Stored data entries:
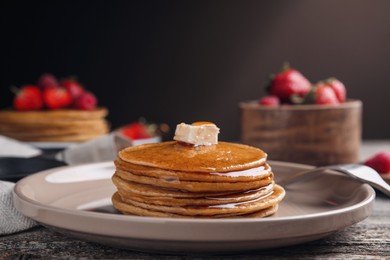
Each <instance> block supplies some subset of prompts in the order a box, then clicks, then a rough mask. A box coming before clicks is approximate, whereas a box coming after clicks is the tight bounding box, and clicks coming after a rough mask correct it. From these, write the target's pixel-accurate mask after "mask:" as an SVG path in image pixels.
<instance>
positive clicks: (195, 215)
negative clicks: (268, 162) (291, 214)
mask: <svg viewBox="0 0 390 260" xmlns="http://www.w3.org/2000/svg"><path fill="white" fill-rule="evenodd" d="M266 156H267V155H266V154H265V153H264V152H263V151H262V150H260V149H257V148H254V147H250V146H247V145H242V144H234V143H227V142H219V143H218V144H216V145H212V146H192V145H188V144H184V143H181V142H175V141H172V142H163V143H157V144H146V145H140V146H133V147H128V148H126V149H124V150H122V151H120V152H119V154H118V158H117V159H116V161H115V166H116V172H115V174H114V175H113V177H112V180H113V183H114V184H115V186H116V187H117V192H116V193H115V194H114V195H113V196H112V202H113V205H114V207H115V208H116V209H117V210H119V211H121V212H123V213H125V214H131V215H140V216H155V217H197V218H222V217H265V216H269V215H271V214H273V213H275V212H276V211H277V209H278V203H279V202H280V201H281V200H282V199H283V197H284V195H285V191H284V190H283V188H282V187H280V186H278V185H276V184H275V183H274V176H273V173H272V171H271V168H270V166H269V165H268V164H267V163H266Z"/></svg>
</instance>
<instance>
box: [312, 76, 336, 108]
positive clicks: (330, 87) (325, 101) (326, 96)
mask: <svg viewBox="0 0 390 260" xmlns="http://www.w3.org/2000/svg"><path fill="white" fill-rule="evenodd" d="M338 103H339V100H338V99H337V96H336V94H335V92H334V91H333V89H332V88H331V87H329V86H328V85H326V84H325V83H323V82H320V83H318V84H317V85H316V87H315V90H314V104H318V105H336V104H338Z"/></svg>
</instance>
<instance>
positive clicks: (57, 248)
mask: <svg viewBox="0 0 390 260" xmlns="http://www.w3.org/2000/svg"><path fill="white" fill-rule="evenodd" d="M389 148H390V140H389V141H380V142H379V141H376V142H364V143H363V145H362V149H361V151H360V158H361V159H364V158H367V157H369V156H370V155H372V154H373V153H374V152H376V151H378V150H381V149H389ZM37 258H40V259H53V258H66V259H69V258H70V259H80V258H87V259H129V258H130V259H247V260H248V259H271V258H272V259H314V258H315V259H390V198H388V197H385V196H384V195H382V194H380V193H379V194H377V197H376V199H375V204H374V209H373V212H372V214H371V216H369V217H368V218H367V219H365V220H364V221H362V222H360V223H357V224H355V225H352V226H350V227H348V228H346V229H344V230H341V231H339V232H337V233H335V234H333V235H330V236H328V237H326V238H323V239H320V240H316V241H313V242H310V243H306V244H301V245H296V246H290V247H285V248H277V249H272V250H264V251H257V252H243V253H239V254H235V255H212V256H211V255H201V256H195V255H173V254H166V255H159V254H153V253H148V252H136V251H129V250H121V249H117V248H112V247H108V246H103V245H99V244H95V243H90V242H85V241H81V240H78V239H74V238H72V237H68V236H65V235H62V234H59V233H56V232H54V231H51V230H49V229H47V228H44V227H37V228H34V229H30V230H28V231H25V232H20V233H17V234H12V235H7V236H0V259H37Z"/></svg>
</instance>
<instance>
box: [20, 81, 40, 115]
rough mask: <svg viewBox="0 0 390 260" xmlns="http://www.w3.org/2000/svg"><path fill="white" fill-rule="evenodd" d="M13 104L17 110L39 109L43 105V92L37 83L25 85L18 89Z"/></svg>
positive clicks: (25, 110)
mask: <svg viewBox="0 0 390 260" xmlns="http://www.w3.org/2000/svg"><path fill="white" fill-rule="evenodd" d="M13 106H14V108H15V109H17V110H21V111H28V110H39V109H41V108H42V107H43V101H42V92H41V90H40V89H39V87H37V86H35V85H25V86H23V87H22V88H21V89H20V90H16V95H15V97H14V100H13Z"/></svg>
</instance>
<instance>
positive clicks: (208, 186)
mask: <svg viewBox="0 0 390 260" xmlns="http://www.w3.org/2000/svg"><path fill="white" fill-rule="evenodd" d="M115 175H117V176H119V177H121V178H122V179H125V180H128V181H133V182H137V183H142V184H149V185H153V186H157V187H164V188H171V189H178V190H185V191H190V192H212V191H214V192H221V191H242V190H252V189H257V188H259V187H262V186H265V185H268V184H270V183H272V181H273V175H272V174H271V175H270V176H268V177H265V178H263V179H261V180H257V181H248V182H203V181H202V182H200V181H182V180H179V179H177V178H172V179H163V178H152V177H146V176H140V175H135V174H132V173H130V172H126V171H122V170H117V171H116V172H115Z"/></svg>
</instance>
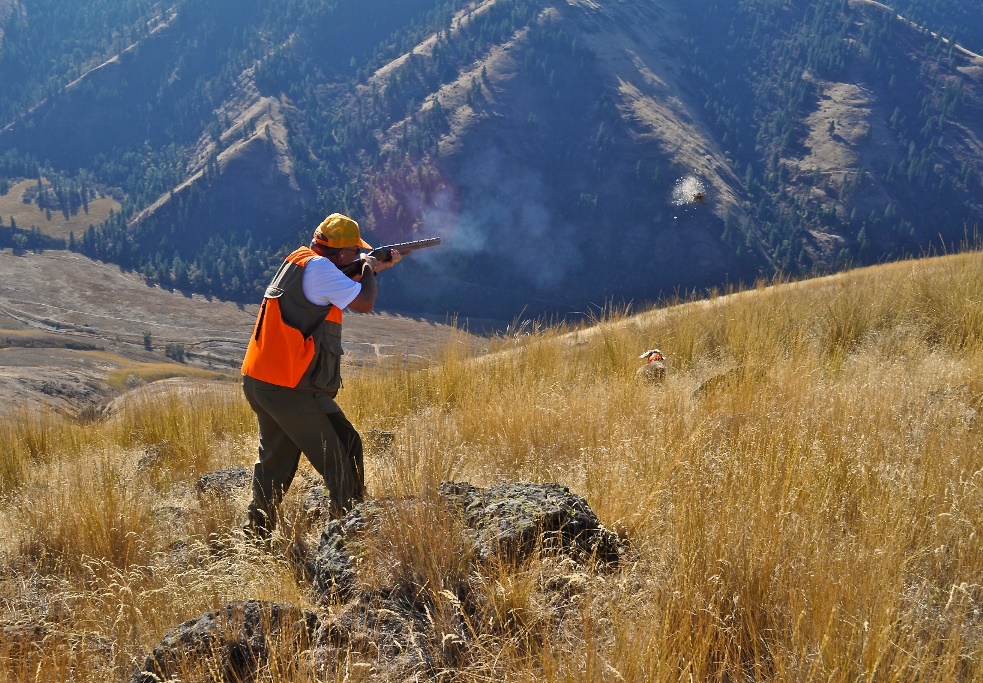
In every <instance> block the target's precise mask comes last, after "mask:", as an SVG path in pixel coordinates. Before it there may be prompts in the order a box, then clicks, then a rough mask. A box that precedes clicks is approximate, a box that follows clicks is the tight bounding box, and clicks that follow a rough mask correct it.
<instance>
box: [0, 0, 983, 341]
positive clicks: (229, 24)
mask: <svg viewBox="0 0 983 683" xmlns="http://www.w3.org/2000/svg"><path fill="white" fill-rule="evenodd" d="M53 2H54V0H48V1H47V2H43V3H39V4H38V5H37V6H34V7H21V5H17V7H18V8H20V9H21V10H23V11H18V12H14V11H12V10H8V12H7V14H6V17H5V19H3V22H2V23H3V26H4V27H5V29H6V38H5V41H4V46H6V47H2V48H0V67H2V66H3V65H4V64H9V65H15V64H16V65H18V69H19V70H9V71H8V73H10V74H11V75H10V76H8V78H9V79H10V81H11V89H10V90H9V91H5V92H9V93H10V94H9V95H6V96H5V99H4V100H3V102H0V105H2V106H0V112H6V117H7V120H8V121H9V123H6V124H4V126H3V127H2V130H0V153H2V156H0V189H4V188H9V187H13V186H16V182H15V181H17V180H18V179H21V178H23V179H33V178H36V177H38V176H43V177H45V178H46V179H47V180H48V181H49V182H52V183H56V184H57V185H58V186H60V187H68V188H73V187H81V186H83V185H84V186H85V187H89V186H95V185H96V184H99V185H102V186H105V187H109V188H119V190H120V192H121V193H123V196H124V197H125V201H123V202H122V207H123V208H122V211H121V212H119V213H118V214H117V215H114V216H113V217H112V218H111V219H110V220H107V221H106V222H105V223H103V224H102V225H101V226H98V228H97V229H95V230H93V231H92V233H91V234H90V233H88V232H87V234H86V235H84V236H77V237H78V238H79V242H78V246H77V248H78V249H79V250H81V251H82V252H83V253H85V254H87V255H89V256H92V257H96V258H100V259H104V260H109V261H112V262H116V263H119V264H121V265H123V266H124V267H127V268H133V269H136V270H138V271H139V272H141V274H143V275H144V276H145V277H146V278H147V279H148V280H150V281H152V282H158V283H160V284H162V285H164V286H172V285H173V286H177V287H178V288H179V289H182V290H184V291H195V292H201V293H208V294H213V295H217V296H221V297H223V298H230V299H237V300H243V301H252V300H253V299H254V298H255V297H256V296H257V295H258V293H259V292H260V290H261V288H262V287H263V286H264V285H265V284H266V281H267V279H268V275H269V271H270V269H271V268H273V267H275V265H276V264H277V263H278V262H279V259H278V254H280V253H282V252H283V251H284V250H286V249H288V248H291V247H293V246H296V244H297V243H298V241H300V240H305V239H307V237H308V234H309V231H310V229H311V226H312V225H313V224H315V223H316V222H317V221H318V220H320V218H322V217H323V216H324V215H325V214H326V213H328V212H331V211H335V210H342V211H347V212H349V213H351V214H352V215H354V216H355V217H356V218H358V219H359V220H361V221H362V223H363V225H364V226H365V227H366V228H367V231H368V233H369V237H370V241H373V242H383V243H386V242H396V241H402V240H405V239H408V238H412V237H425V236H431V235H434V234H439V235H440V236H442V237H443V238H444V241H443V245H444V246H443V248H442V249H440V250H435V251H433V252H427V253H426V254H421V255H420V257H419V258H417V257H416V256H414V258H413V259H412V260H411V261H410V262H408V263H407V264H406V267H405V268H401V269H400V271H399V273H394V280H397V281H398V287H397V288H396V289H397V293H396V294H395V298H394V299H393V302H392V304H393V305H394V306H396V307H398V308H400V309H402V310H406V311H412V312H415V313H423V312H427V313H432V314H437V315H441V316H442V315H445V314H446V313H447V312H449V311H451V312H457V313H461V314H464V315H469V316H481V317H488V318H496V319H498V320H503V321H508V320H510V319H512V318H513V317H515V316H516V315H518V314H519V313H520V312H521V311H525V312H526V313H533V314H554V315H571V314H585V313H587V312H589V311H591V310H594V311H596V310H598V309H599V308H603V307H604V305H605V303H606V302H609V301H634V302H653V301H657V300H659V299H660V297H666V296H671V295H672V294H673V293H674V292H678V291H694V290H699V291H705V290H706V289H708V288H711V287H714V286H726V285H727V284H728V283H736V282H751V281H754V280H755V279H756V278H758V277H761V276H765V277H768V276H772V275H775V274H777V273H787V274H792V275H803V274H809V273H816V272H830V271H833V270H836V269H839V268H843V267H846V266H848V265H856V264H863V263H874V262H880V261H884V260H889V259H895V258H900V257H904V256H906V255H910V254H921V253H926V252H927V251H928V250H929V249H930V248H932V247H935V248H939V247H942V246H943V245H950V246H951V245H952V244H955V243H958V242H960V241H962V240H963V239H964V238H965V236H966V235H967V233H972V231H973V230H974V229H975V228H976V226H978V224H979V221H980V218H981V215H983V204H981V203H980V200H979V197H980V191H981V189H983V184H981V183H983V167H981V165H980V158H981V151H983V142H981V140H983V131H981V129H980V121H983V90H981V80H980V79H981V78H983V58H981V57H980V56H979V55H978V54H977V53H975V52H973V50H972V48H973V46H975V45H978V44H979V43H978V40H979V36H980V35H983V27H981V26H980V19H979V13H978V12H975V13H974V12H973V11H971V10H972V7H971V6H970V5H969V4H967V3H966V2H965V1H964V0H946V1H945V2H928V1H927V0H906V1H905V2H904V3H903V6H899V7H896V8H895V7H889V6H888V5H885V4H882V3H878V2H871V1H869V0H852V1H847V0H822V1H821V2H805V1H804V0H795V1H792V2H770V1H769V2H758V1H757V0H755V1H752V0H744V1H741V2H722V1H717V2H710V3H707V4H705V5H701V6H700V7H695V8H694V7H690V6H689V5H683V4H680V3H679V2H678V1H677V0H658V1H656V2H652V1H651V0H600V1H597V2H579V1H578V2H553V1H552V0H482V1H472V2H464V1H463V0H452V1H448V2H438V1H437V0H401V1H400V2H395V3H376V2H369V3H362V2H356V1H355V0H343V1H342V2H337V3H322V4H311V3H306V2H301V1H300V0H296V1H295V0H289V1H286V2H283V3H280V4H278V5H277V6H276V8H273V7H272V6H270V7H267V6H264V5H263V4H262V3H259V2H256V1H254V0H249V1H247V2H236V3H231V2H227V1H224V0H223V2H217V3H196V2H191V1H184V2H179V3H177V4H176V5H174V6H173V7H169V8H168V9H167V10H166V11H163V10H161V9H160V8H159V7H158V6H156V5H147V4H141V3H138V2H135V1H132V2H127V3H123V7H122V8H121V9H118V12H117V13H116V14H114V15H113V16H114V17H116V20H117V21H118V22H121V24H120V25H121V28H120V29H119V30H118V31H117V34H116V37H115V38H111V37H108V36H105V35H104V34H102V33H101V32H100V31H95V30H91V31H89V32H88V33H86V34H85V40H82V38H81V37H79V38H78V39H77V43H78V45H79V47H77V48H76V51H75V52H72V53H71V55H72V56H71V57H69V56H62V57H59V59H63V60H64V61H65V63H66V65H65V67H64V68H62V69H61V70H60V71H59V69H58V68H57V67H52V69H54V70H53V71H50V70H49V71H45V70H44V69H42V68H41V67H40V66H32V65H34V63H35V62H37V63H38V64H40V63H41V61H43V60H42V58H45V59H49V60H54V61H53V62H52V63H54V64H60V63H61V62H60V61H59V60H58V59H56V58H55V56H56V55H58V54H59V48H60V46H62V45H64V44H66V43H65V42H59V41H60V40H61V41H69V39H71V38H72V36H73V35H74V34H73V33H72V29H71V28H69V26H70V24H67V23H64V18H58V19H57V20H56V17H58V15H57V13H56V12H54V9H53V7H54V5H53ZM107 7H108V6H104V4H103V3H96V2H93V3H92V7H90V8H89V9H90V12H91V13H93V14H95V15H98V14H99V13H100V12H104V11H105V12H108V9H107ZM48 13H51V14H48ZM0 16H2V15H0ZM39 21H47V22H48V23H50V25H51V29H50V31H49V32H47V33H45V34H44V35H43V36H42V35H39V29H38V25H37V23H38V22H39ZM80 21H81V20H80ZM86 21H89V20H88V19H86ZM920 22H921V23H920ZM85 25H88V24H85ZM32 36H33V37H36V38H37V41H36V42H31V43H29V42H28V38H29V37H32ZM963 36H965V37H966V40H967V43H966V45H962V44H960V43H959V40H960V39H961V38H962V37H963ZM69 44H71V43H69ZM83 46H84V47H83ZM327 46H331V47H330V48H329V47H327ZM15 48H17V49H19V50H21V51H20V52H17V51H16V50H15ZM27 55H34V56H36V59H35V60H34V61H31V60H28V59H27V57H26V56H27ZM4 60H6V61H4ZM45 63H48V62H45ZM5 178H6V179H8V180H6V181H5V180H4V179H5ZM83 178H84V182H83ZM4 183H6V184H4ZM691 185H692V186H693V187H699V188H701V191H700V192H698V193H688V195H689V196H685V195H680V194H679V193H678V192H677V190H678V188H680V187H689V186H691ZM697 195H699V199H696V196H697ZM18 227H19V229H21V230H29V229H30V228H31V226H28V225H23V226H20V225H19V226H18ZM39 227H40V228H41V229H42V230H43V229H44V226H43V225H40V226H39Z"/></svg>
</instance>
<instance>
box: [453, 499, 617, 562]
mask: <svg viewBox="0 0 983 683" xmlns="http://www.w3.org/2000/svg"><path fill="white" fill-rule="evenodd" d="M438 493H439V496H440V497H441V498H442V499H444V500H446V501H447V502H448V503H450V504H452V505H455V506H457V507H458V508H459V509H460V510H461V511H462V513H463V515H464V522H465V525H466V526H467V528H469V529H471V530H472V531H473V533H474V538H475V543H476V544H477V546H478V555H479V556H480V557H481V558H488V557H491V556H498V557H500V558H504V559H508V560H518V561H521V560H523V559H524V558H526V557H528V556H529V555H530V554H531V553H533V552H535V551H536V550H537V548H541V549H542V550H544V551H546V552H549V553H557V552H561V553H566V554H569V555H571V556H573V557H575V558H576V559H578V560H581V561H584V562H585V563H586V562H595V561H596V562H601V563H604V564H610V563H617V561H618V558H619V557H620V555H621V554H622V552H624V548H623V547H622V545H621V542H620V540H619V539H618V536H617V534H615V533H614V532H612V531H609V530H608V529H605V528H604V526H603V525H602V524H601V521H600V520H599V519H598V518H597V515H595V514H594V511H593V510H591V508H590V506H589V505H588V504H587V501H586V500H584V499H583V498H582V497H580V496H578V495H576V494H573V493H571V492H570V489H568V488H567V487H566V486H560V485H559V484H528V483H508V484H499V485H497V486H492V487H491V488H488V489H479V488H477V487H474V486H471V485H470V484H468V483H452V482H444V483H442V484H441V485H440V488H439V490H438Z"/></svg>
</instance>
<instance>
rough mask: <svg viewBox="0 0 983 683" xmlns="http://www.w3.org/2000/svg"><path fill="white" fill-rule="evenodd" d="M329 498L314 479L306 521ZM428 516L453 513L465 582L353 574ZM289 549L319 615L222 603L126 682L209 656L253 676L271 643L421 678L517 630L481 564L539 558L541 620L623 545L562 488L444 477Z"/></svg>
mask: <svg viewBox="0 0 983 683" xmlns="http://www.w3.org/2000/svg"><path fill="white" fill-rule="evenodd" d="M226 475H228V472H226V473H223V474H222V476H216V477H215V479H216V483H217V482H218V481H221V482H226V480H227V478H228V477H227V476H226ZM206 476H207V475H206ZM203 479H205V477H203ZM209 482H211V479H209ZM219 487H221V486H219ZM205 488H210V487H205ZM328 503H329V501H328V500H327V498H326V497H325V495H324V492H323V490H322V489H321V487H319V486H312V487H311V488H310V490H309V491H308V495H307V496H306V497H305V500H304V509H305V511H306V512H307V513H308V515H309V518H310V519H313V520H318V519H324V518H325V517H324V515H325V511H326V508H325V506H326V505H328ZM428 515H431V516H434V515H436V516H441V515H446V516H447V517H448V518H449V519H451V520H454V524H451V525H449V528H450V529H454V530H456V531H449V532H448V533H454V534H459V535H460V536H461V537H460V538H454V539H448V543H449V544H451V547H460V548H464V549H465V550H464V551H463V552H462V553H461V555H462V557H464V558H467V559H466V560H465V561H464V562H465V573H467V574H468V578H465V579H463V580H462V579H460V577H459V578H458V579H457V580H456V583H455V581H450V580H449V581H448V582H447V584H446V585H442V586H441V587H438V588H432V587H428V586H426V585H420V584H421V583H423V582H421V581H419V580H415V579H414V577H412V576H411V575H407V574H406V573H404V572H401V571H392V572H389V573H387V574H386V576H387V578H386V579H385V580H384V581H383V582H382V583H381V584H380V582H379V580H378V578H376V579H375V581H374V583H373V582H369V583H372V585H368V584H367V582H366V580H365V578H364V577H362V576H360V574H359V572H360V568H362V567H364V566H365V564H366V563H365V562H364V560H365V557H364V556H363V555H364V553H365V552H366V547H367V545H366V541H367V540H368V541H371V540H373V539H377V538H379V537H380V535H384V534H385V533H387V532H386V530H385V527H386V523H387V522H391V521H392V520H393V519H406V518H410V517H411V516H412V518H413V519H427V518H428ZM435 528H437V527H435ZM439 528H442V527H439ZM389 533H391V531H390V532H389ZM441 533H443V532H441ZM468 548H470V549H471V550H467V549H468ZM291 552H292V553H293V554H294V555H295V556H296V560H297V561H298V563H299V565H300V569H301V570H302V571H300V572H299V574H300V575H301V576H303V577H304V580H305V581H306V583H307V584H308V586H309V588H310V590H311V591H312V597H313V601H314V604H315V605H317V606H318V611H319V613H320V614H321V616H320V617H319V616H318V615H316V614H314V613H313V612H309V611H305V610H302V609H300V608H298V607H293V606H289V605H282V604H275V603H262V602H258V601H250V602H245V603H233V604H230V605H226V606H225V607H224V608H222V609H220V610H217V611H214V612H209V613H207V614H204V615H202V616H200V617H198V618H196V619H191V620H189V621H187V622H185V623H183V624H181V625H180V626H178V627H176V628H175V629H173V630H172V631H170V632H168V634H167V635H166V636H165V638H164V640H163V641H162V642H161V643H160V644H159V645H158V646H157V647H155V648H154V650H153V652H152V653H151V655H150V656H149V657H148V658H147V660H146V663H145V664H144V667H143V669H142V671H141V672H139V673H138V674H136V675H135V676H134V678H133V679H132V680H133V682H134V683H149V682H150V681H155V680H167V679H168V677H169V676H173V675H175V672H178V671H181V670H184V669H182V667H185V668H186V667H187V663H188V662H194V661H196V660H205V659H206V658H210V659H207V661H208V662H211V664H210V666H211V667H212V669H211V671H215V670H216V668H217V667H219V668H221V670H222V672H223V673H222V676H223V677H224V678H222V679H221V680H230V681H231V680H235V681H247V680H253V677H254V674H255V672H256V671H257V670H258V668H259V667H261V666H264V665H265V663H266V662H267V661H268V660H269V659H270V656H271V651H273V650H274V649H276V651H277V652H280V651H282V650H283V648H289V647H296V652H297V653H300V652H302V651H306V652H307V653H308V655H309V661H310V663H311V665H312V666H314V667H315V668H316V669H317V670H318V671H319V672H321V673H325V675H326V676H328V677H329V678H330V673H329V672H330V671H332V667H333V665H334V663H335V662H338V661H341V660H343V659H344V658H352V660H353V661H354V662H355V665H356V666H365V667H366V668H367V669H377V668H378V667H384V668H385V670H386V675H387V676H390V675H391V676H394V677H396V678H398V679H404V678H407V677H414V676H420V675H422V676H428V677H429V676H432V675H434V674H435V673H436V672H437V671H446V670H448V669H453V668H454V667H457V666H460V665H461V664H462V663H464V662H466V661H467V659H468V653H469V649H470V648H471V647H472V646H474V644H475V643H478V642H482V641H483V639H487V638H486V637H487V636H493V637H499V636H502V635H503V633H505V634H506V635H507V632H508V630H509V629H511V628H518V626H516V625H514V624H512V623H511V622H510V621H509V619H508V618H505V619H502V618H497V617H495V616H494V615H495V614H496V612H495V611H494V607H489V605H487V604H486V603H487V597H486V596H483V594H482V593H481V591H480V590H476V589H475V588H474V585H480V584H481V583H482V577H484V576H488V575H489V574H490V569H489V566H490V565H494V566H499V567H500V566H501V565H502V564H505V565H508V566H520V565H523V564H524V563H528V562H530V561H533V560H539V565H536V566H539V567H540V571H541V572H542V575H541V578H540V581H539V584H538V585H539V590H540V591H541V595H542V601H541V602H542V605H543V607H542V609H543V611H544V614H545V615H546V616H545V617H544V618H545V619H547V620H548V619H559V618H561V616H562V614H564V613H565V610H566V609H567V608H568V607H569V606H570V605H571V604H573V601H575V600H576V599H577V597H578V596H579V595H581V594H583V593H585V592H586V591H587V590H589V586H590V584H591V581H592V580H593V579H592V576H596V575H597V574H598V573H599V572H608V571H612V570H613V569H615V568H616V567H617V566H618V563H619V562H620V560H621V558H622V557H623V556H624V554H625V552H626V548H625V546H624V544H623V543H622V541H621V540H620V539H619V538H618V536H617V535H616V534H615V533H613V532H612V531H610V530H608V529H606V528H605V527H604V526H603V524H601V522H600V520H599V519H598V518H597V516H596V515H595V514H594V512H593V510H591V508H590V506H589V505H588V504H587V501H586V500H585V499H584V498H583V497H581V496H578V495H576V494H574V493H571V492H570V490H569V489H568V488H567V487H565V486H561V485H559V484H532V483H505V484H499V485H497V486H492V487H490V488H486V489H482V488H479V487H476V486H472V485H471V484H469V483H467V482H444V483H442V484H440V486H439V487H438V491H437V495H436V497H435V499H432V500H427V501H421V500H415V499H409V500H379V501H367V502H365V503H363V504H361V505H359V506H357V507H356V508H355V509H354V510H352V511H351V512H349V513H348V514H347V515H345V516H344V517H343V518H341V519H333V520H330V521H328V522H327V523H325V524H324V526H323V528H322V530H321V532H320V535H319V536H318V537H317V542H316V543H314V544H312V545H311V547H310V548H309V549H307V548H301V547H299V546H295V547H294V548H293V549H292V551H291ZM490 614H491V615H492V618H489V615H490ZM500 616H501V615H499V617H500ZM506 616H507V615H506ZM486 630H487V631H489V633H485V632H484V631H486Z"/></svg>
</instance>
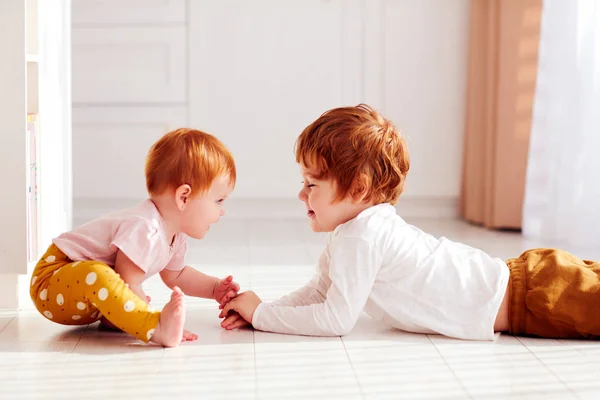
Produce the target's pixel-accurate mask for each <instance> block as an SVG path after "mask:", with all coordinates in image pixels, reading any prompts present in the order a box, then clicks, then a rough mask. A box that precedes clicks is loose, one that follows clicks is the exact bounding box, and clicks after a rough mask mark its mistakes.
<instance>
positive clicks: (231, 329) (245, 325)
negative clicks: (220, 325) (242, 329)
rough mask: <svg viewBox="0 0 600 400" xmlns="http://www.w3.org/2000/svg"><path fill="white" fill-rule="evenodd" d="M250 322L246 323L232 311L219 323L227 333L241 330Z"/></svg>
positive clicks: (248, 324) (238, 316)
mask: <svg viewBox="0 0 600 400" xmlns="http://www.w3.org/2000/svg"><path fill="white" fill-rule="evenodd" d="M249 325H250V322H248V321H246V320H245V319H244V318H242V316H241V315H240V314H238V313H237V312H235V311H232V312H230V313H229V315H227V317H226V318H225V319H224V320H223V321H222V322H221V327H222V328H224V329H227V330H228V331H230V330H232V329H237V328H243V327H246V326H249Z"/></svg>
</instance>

• **EXERCISE PROMPT**
Output exactly the line containing "negative clicks: (220, 325) (242, 329)" together with every line after it, ending at the final line of the entries.

• **SOLVED PROBLEM**
negative clicks: (220, 325) (242, 329)
rough mask: <svg viewBox="0 0 600 400" xmlns="http://www.w3.org/2000/svg"><path fill="white" fill-rule="evenodd" d="M250 322L246 323L232 311L219 323L227 333L241 330Z"/></svg>
positive clicks: (248, 324) (238, 316)
mask: <svg viewBox="0 0 600 400" xmlns="http://www.w3.org/2000/svg"><path fill="white" fill-rule="evenodd" d="M249 325H250V322H248V321H246V320H245V319H244V318H242V316H241V315H240V314H238V313H237V312H235V311H232V312H230V313H229V315H227V317H226V318H225V319H224V320H223V321H222V322H221V327H222V328H224V329H227V330H228V331H230V330H232V329H237V328H243V327H246V326H249Z"/></svg>
</instance>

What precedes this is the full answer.